[YOUR TASK] From the following entries, extract every line containing the string "below", matching case exactly.

Entries from a point-labeling set
▶
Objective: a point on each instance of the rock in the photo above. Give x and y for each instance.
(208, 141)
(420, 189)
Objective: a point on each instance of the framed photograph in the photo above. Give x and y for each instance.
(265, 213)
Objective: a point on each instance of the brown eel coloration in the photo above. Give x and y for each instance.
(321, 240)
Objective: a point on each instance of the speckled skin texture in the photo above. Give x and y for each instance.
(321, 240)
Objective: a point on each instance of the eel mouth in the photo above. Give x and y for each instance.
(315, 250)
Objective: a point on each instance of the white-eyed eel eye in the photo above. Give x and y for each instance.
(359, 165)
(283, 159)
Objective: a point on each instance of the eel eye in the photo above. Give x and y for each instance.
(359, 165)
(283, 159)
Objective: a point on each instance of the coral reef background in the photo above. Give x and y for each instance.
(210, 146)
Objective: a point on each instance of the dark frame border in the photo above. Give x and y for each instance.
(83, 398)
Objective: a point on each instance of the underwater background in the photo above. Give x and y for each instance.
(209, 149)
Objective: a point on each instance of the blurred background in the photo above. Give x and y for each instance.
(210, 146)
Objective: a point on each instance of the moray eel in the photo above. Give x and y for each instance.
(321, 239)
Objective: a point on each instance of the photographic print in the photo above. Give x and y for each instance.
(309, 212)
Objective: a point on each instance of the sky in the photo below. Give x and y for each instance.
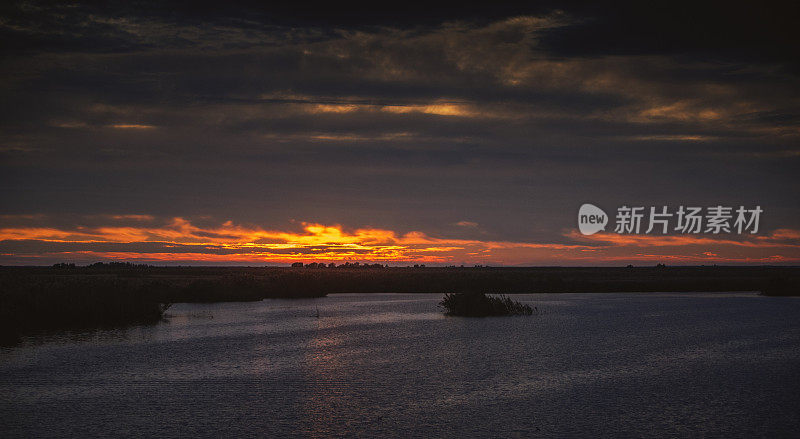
(238, 133)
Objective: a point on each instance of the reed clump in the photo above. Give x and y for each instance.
(482, 305)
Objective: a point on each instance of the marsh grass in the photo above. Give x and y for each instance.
(482, 305)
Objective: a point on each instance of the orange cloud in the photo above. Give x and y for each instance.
(179, 240)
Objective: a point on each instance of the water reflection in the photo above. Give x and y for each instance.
(372, 365)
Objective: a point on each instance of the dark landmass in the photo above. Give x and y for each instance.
(482, 305)
(119, 293)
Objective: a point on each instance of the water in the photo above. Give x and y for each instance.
(592, 365)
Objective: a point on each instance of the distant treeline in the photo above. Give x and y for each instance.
(122, 293)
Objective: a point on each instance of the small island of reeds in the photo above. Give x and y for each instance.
(482, 305)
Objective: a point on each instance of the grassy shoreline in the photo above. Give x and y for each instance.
(121, 294)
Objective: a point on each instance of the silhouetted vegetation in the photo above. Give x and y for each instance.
(59, 302)
(482, 305)
(123, 293)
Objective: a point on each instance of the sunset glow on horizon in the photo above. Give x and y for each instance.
(143, 238)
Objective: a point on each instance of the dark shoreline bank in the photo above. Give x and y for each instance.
(102, 295)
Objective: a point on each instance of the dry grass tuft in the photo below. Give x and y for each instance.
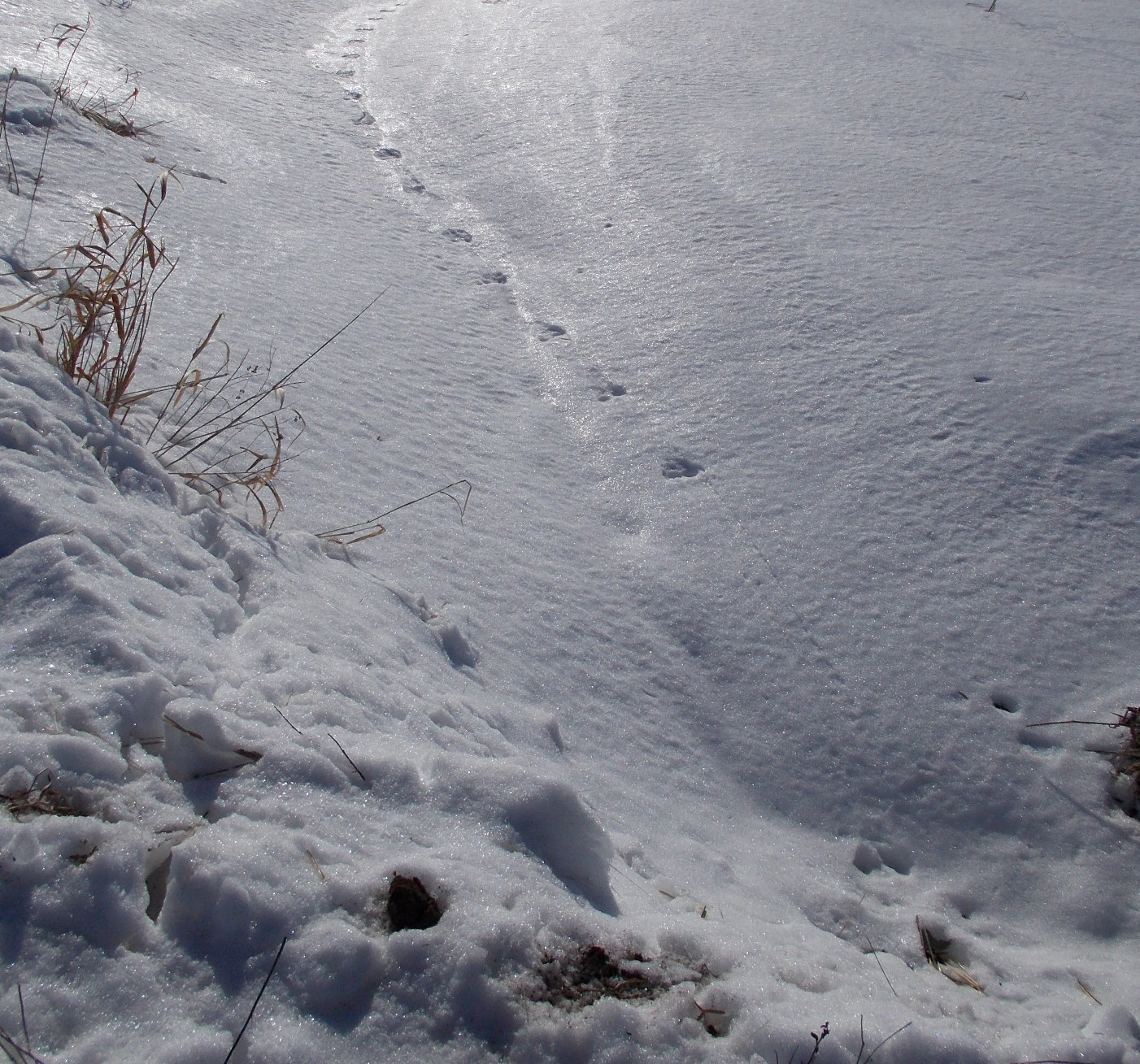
◀
[RESULT FOR THIS TASK]
Objective: a point on each instance of the sky in the photo below. Give x and y for each instance.
Objective: a point on each instance of the dry grass tuft in the photo below. Give x and y for each instance.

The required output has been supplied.